----- PROVIDED TEXT -----

Gov. David A. Paterson’s proposed $134 billion “budget of necessity” confronts the reality of the fiscal crisis facing New York. Facing a $7.4 billion deficit in the next fiscal year, state leaders have to hold the line on spending.
The proposed budget is up less than 1 percent with practically all of the $787 million increase due to the state share of the budget, which would jump by $745 million with the rest in federal funds. Proposed new taxes and fees — some of which have been tried but rejected — would bring in $1 billion. Cuts have been proposed across the board, with a major exception the state work force.
Not surprisingly, as even legislators should have expected, education and health care take a huge hit in the plan with cuts of nearly $1.1 billion in school aid and $1 billion in health care spending. However, they are two of the major spending categories, and they avoided mid-year cuts after meeting resistance by the same special interests already lining up against the governor’s plan.
The governor would also reduce social services spending by $53 million and cut aid to local governments by $302 million. The state and New York City university systems would also see reductions with students losing $75 of their Tuition Assistance Program aid. Proposed prison cuts would hit the north country with the recommended closing of the Ogdensburg Correctional Facility, but a hiring freeze would reduce the state work force by 675 jobs out of more than 196,000.

----- EXERCISE DATA -----

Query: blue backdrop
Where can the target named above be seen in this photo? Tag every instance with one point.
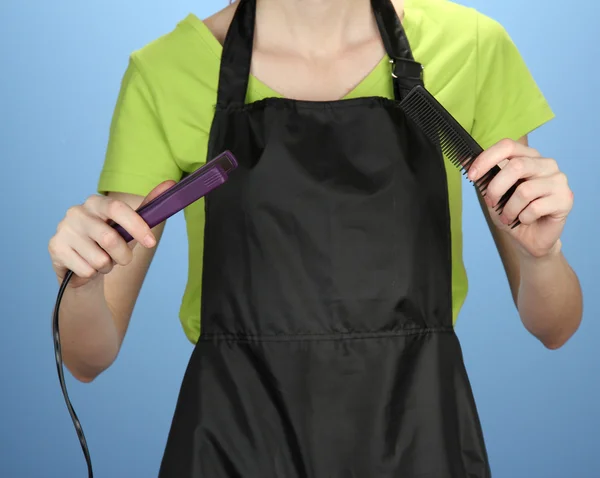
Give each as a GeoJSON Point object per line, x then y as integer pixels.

-----

Continue the editorial on Governor Paterson's proposed New York budget, picking up right after its last sentence.

Instead of broad-based income tax hikes, the governor again resorts to new fees and raising existing taxes on services. Smokers would pay $1 more per pack. Hospitals and nursing homes would pay $240 million more in assessments and surcharges. The governor is again proposing a tax on soda, which lawmakers failed to pass last year. Allowing stores to sell wines and liquors would generate $93 million.
The budget is in the hands of legislators who have shown little interest in the past few months to make the difficult choices that should have been made. The tendency in this election year will be to do more of the same.
Not all of the governor’s proposals will make it through the Legislature. But Gov. Paterson is on the right track. No more rosy revenue projections. No more fiscal gimmicks. No more unrealistic promises. The Legislature has ignored the governor’s pleas to rein in spending for too long. As the negotiations continue, legislators cannot avoid their shared responsibility for putting New York on a sounder fiscal track and putting the state’s long-term welfare ahead of short-term political gains.